- **DÉFIS**
- a) Pouvez-vous citer mot pour mot le passage du texte sur la statuaire mégalithique qui va de « Leur lieu d’implantation » jusqu'à « de la nuit). » ?
- b) Pourriez-vous prolonger le texte sur la statuaire mégalithique au-delà de sa dernière phrase ?

- **DOCUMENT**
Les groupes humains qui les ont édifiées, sont organisés en village (casteddi), pratiquent l’agriculture et l’élevage, disposent d’un ensemble d’aires symboliques et funéraires. Leur art et leur artisanat s’expriment dans des domaines variés qui vont de la fabrication de vases en argile cuite à la fonte du bronze dans des moules en vue de la production d’outils et d’armes. Ces hommes du bronze moyen ont innové en construisant la Turra ([Turra, turri : monument(s) de forme tronconique à un ou deux étages, distant les uns des autres de 5 à 10 km.)].

La fonction de cette statuaire est loin d’être parfaitement définie : s’agit-il de totems figurant les divinités du panthéon mégalithique ou bien des sortes de cénotaphes ([Un cénotaphe (du grec kenos « vide » et taphos « tombe ») est un monument élevé à la mémoire d’une personne ou d’un groupe de personnes et dont la forme rappelle celle d’un tombeau, bien qu’il ne contienne pas de corps.)] représentant « l’ennemi vaincu et respecté par la fixation de son image », hypothèse séduisante évoquée par Roger Grosjean ?

Leur lieu d’implantation a probablement un sens, de même que leur disposition, isolée (par exemple la limite d’un territoire) ou en alignement (elles pourraient être l’expression de certaines croyances, de rapport avec des signes célestes perceptibles, tels le mouvement des astres, la succession du jour et de la nuit).

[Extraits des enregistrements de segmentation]

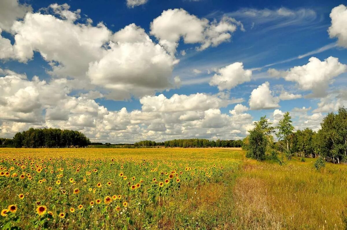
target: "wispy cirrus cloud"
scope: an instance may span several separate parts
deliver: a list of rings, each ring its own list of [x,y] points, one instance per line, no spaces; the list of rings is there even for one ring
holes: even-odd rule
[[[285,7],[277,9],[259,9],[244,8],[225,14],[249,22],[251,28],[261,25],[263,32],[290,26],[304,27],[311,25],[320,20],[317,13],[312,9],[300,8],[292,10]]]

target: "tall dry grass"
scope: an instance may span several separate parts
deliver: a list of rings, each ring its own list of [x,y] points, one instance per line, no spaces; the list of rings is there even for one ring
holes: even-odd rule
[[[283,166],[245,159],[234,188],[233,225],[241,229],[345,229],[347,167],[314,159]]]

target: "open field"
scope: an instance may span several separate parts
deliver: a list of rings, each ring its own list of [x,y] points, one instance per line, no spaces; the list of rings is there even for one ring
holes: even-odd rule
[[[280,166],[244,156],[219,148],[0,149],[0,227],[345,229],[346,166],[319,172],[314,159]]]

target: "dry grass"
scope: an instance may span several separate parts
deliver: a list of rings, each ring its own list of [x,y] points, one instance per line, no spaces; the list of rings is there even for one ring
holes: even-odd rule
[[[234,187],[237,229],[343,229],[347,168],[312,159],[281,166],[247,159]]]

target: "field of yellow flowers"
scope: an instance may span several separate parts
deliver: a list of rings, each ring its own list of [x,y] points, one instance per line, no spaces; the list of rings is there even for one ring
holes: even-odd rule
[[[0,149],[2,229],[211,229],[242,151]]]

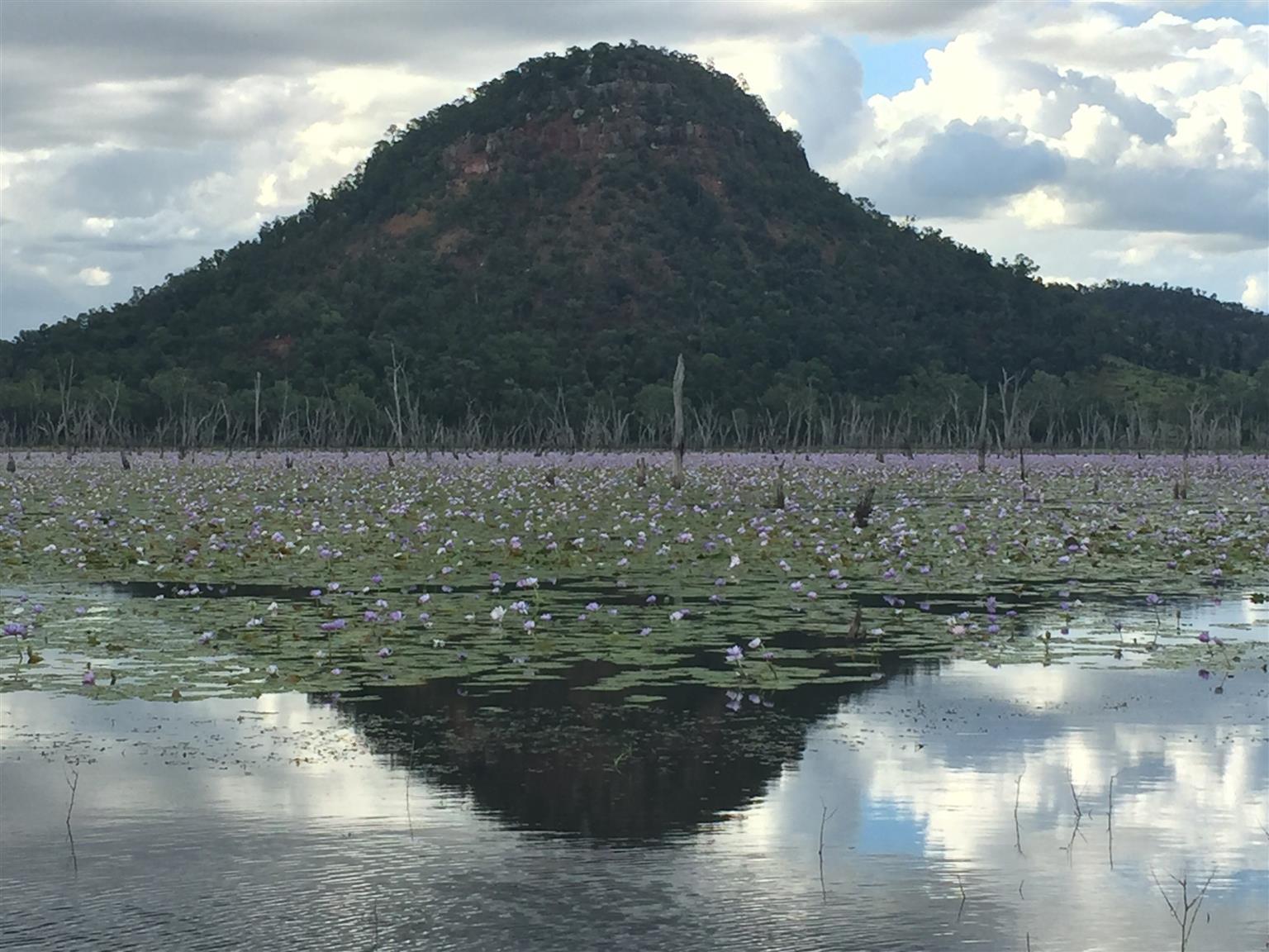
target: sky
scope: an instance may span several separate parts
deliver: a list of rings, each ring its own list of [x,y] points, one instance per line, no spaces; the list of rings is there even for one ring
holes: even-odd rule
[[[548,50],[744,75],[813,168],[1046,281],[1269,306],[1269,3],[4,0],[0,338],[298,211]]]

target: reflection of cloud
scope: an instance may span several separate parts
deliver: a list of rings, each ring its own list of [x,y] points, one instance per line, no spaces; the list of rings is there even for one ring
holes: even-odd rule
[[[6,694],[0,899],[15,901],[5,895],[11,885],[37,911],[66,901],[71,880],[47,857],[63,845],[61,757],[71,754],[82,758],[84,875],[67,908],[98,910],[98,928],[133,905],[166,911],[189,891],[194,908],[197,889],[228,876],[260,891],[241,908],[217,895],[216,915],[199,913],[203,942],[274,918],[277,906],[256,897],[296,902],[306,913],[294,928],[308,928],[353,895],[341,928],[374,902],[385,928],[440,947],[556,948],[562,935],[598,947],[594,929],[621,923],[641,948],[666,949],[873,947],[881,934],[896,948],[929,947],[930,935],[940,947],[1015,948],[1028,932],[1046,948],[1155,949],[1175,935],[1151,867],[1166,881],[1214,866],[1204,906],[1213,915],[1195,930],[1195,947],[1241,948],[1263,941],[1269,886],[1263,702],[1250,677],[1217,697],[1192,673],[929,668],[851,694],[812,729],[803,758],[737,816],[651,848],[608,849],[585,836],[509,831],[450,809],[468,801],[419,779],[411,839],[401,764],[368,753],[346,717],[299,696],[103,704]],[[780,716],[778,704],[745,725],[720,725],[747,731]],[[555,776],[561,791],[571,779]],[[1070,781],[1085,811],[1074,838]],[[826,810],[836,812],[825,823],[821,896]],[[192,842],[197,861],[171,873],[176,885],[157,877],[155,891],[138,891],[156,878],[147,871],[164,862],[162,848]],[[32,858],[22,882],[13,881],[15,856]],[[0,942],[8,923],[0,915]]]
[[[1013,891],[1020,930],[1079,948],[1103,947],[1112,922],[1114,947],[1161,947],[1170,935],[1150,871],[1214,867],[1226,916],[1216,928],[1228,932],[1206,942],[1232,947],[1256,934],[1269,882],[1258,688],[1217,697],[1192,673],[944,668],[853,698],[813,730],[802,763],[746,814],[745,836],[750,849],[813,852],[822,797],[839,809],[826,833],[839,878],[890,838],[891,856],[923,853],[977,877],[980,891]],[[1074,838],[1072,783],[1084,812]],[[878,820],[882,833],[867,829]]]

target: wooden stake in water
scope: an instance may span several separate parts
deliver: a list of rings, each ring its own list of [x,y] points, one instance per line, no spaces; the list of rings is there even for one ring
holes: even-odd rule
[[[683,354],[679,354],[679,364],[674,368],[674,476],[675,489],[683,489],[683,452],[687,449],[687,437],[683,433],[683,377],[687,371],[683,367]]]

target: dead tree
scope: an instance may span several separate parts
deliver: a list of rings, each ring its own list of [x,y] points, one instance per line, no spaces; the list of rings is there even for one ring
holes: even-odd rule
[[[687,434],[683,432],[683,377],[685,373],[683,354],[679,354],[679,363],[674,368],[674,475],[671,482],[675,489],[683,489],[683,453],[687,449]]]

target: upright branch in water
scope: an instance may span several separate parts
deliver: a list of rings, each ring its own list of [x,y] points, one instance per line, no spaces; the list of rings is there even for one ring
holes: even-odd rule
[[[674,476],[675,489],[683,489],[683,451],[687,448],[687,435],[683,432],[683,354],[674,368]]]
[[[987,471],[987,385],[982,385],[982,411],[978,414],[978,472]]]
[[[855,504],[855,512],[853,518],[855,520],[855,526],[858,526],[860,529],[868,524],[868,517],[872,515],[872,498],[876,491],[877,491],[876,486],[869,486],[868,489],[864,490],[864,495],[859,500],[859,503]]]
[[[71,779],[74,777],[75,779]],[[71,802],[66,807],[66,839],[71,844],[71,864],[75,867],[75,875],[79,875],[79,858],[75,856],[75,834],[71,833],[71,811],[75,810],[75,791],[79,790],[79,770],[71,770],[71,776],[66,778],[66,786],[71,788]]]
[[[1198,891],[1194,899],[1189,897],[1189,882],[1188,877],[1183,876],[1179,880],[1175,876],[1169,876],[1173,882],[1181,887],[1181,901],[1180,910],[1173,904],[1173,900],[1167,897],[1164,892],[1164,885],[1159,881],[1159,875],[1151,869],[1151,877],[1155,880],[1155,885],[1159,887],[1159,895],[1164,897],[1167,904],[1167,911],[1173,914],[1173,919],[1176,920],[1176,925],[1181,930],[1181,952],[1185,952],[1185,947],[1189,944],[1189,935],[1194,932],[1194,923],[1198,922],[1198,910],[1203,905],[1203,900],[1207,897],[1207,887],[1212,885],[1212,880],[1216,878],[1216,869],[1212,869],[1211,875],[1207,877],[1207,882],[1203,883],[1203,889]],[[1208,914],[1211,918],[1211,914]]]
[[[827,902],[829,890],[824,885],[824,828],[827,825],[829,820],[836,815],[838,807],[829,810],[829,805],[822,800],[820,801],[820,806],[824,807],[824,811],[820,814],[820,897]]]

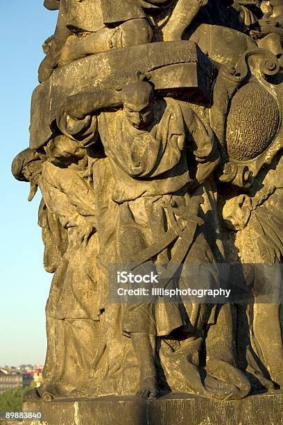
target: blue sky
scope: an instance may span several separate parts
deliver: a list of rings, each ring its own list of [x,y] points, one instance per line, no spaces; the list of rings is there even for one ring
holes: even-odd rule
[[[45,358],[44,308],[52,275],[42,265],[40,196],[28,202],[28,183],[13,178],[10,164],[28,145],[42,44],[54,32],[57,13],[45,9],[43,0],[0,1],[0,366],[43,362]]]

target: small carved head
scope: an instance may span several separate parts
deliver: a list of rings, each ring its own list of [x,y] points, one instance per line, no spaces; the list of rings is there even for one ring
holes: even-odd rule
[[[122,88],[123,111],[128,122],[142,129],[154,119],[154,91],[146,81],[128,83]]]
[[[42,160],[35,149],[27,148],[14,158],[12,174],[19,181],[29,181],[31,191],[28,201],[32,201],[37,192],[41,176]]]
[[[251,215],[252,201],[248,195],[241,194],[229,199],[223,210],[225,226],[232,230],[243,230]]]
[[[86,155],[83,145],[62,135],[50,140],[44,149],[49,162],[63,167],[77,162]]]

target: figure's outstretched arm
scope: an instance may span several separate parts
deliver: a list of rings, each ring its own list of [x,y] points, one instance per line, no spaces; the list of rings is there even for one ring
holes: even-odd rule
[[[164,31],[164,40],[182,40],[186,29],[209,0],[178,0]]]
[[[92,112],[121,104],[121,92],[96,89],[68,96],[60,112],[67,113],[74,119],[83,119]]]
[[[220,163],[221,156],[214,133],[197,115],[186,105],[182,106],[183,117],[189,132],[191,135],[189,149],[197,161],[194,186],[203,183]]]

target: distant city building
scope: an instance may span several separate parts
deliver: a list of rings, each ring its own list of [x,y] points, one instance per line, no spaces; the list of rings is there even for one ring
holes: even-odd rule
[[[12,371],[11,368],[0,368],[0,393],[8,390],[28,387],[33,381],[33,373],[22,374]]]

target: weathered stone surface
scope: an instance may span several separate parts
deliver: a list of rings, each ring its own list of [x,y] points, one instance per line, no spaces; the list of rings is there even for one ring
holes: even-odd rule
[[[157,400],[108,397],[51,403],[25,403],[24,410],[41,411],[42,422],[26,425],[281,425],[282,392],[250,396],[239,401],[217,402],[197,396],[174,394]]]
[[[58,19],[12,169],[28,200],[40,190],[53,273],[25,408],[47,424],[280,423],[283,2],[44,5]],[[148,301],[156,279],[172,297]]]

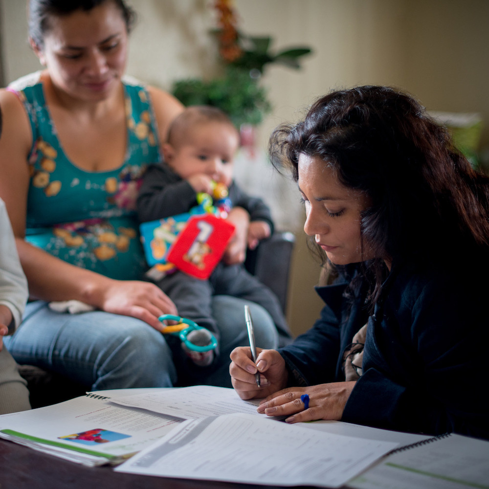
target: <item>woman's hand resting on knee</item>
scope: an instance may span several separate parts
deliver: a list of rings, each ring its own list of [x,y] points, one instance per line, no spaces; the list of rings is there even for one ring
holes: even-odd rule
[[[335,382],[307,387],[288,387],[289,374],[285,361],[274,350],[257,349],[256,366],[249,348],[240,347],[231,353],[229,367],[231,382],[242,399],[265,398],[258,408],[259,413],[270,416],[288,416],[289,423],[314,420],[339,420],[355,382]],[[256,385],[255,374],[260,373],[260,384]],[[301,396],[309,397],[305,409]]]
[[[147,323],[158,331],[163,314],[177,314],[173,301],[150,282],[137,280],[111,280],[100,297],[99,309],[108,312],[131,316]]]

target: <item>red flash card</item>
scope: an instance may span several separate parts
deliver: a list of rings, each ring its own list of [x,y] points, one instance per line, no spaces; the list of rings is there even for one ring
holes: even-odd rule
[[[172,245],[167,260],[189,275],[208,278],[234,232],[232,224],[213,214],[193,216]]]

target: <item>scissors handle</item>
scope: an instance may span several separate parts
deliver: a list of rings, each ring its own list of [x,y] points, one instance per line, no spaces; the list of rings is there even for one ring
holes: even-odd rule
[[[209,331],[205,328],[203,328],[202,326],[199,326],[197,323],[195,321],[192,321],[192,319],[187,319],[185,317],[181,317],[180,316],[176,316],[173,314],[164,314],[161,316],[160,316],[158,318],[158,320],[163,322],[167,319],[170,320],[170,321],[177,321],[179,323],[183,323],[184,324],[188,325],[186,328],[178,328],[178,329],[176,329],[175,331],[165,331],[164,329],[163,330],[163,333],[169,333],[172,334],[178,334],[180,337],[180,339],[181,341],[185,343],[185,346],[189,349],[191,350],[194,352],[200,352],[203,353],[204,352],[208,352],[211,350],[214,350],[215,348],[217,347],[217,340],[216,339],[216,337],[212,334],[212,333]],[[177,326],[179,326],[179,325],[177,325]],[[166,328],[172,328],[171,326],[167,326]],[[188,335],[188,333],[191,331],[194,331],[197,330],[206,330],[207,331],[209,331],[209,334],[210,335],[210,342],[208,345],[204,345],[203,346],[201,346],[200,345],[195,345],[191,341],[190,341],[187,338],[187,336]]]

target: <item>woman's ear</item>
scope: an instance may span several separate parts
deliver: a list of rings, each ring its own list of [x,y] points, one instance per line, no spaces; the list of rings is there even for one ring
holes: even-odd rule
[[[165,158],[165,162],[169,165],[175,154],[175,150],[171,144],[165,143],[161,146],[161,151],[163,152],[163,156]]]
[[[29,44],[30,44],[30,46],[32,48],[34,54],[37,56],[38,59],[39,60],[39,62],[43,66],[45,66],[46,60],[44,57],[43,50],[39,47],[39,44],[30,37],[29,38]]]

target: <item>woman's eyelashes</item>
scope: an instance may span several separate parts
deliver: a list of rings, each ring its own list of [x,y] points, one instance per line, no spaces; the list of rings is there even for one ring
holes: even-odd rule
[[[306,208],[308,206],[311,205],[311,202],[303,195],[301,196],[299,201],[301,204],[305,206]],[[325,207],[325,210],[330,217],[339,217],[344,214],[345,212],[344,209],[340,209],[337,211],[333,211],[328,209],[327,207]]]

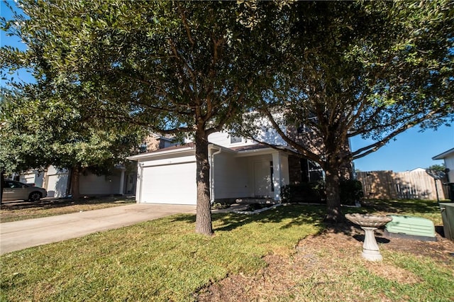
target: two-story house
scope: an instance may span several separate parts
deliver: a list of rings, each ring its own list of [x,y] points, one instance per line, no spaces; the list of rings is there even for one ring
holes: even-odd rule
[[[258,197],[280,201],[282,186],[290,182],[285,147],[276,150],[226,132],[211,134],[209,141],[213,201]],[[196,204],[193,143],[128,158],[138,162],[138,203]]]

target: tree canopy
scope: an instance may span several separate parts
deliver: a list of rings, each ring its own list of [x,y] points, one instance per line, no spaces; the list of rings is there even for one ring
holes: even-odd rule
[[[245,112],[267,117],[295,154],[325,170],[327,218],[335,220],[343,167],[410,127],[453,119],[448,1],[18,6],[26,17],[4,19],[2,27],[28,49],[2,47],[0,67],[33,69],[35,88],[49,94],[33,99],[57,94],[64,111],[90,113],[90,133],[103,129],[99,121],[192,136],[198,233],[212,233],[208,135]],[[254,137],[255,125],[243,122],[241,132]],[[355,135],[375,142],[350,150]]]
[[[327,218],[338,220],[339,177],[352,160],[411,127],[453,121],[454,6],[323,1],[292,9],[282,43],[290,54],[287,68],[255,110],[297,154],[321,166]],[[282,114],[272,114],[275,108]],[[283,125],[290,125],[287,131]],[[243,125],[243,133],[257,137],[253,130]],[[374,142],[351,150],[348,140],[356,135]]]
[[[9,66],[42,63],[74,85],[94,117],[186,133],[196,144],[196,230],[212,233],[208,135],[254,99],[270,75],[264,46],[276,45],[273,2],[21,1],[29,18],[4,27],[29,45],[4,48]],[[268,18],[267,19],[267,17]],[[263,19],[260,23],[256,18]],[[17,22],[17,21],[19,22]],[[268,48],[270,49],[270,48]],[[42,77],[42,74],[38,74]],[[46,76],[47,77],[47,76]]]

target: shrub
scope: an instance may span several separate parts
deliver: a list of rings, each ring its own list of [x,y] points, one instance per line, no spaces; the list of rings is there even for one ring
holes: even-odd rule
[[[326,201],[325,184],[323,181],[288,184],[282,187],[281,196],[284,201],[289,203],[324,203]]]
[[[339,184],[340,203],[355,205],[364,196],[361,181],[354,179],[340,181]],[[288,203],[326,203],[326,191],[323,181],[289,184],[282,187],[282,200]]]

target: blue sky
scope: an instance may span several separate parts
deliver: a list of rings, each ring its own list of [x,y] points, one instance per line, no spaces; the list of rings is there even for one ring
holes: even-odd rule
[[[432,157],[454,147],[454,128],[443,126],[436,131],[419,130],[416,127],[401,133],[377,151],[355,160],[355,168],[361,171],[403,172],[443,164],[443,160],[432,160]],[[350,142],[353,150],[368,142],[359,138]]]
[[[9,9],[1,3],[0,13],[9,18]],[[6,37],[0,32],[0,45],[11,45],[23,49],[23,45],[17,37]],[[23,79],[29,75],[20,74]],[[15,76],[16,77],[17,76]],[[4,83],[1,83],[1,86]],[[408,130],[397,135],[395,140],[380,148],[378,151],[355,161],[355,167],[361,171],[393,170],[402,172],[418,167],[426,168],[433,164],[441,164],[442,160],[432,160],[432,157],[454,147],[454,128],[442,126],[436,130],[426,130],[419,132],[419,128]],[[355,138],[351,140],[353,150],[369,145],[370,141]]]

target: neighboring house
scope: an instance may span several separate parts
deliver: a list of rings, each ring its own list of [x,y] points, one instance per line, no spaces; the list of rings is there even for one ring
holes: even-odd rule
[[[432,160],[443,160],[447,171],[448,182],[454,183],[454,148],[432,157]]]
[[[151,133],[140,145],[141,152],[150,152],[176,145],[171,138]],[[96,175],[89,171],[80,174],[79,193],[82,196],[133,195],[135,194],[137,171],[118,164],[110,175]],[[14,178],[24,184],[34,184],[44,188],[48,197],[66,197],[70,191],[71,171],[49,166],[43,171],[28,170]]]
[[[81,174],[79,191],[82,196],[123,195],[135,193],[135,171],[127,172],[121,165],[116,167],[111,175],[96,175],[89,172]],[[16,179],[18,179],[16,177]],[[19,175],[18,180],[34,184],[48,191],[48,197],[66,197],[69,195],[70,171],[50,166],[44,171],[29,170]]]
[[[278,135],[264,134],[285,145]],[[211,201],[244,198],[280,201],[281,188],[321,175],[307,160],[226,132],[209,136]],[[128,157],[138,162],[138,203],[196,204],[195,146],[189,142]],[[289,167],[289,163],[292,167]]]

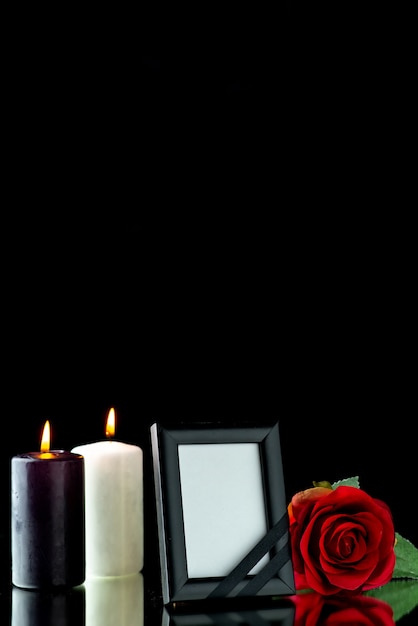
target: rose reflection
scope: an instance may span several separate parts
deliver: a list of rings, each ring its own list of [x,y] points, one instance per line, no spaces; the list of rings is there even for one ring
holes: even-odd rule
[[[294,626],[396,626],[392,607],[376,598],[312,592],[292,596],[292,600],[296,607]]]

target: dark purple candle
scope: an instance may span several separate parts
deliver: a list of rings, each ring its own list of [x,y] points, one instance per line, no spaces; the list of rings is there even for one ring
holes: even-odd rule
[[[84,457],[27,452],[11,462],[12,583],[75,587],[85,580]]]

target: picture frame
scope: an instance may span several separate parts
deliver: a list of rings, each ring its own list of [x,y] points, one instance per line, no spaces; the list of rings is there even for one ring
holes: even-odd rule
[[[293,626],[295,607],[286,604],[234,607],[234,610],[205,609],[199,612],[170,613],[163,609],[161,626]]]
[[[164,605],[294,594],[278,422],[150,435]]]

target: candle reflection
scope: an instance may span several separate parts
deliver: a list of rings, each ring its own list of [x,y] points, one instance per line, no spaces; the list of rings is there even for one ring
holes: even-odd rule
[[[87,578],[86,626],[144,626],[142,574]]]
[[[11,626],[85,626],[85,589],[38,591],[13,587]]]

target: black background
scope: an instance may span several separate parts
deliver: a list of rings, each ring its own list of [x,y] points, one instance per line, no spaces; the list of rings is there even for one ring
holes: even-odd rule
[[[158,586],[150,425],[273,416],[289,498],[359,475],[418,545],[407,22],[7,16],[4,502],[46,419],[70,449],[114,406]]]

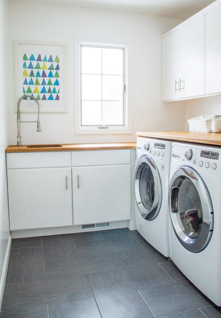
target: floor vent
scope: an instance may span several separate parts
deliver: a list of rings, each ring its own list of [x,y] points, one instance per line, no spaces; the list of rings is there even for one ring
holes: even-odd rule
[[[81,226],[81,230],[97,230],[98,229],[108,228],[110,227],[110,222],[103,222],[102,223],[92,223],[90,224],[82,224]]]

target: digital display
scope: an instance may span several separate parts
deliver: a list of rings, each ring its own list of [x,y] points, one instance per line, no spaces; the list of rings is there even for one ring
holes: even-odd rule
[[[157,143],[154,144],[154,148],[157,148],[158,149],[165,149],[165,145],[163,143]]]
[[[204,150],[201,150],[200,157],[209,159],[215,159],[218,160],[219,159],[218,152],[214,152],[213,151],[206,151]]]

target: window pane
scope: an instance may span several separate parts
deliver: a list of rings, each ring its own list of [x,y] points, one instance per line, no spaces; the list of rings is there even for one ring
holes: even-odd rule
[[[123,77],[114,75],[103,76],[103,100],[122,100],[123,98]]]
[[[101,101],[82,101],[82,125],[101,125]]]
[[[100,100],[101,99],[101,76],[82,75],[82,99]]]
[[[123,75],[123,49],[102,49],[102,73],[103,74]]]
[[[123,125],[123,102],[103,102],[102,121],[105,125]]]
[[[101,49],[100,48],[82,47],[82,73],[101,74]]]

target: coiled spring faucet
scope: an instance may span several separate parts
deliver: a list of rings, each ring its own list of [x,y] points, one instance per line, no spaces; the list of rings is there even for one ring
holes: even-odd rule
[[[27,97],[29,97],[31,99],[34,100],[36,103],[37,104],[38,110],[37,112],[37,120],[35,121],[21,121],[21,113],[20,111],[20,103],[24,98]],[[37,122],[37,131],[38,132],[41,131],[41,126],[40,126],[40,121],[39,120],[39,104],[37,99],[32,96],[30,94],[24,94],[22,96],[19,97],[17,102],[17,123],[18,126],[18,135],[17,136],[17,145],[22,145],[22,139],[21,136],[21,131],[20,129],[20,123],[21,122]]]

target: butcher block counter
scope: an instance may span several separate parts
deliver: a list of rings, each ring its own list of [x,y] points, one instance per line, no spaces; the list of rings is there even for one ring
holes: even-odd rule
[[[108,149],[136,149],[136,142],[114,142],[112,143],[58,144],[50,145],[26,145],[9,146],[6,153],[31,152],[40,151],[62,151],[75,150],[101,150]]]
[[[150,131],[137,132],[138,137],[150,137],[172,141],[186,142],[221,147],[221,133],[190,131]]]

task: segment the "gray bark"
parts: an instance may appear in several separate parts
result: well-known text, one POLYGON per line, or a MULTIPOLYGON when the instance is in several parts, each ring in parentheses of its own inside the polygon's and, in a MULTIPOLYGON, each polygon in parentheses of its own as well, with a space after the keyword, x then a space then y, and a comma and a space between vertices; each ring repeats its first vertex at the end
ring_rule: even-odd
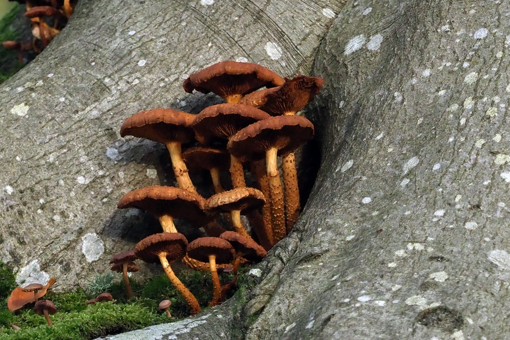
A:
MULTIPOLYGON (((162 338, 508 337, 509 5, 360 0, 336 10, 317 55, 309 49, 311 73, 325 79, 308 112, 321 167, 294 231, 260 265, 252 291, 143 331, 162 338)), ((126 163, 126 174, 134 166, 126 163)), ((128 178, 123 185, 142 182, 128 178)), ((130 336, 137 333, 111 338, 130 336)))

- **RÉPONSES ATTENDUES**
- a)
Leur lieu d’implantation a probablement un sens, de même que leur disposition, isolée (par exemple la limite d’un territoire) ou en alignement (elles pourraient être l’expression de certaines croyances, de rapport avec des signes célestes perceptibles, tels le mouvement des astres, la succession du jour et de la nuit).

- b)
La décision de les sculpter, de les façonner, puis leur mise en place en un lieu significatif demandent l’intervention d’un groupe social organisé, sous l’autorité d’un seul (le chef de tribu ?) ou au contraire selon le souhait de l’ensemble du groupe.

Reproduisant des archétypes, avec toutefois de légères variantes, elles sont en général en granit. Cette roche très dure nécessite une exécution longue et d’autant plus difficile que les « artisans sculpteurs n’utilisaient que le ciseau en quartz et un galet percuteur en roche dure ». Cette affirmation reste hypothétique, car les expériences réalisées par Francois de Lanfranchi, avec des outils en pierre se sont révélées un échec, seul le métal, et notamment le fer, permet d’arriver à des résultats satisfaisants.(gallery)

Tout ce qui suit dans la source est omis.